Exercise prompt – Would you output the whole listing below, exactly as it reads?
######
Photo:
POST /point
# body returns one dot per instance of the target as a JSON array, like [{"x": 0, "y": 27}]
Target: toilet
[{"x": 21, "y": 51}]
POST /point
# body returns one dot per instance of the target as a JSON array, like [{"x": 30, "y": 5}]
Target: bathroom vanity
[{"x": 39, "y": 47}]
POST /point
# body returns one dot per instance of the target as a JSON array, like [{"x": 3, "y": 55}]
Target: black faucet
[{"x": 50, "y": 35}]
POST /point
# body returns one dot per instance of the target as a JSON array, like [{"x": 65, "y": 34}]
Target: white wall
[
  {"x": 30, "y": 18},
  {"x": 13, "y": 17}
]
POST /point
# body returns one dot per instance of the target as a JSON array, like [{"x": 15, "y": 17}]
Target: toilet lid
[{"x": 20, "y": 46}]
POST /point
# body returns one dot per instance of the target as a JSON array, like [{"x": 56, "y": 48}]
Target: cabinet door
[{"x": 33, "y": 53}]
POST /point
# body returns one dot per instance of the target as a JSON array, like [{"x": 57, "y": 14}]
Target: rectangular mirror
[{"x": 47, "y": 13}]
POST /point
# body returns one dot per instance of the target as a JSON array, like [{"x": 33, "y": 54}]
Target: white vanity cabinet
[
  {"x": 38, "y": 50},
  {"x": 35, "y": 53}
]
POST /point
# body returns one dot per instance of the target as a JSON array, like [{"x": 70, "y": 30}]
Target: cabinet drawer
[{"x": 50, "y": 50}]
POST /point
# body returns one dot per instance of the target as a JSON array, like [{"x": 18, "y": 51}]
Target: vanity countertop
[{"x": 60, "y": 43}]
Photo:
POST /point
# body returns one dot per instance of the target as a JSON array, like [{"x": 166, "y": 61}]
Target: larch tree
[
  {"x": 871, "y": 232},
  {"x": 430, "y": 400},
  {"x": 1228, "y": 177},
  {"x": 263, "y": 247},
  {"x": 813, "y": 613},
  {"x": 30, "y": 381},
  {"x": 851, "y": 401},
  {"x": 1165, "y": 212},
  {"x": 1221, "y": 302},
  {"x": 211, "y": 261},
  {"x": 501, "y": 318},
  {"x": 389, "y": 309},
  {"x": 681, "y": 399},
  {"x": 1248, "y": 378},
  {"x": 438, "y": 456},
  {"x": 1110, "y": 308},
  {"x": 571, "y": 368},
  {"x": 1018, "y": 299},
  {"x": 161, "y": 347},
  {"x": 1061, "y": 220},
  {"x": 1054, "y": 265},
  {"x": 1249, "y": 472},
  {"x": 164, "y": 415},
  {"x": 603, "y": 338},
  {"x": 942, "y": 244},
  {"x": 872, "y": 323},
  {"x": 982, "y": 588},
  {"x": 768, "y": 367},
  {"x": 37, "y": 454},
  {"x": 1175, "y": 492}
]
######
Answer –
Photo:
POST /point
# body returns one dot per instance of the target as a JSON array, like [{"x": 0, "y": 27}]
Target: toilet
[{"x": 21, "y": 51}]
POST /point
# body returns one dot per instance of the target as a JSON array, like [{"x": 30, "y": 5}]
Target: bathroom vanity
[{"x": 39, "y": 47}]
POST /point
# body returns one dot per instance of the target as a JSON array, like [{"x": 3, "y": 55}]
Target: black faucet
[{"x": 50, "y": 35}]
POST /point
# body returns one dot per instance of the target as a JSON array, like [{"x": 65, "y": 34}]
Target: white wall
[
  {"x": 30, "y": 18},
  {"x": 13, "y": 17}
]
POST /point
# body returns one dot per instance of the target as a JSON array, like [{"x": 15, "y": 17}]
Target: toilet lid
[{"x": 20, "y": 46}]
POST /point
# body returns one dot per instance of the target as a JSON array, like [{"x": 56, "y": 48}]
Target: cabinet door
[{"x": 33, "y": 53}]
POST /point
# body returns one dot per instance of the target as a JSON array, like [{"x": 57, "y": 14}]
Target: rectangular mirror
[{"x": 47, "y": 13}]
POST /point
# body returns one dot per instance of the target as a JSON array, like [{"x": 33, "y": 54}]
Target: white vanity cabinet
[
  {"x": 38, "y": 50},
  {"x": 35, "y": 53}
]
POST /point
# body returns one dot per instance of the target as a JSON array, like [{"x": 70, "y": 30}]
Target: cabinet drawer
[{"x": 50, "y": 50}]
POST /point
# body returns one dot per instance of the target as a JSON array, like [{"x": 18, "y": 51}]
Target: vanity countertop
[{"x": 60, "y": 43}]
Photo:
POST /point
# body returns one dot per instance of the target as a JSON array, like [{"x": 166, "y": 61}]
Target: larch tree
[
  {"x": 871, "y": 232},
  {"x": 430, "y": 400},
  {"x": 1228, "y": 177},
  {"x": 263, "y": 247},
  {"x": 813, "y": 613},
  {"x": 30, "y": 381},
  {"x": 851, "y": 401},
  {"x": 1165, "y": 212},
  {"x": 1221, "y": 302},
  {"x": 211, "y": 261},
  {"x": 501, "y": 318},
  {"x": 389, "y": 309},
  {"x": 681, "y": 399},
  {"x": 1248, "y": 378},
  {"x": 438, "y": 456},
  {"x": 1110, "y": 308},
  {"x": 571, "y": 368},
  {"x": 1018, "y": 299},
  {"x": 161, "y": 347},
  {"x": 1061, "y": 220},
  {"x": 1054, "y": 265},
  {"x": 1249, "y": 472},
  {"x": 164, "y": 415},
  {"x": 603, "y": 338},
  {"x": 942, "y": 244},
  {"x": 872, "y": 323},
  {"x": 982, "y": 588},
  {"x": 768, "y": 367},
  {"x": 37, "y": 454},
  {"x": 1175, "y": 492}
]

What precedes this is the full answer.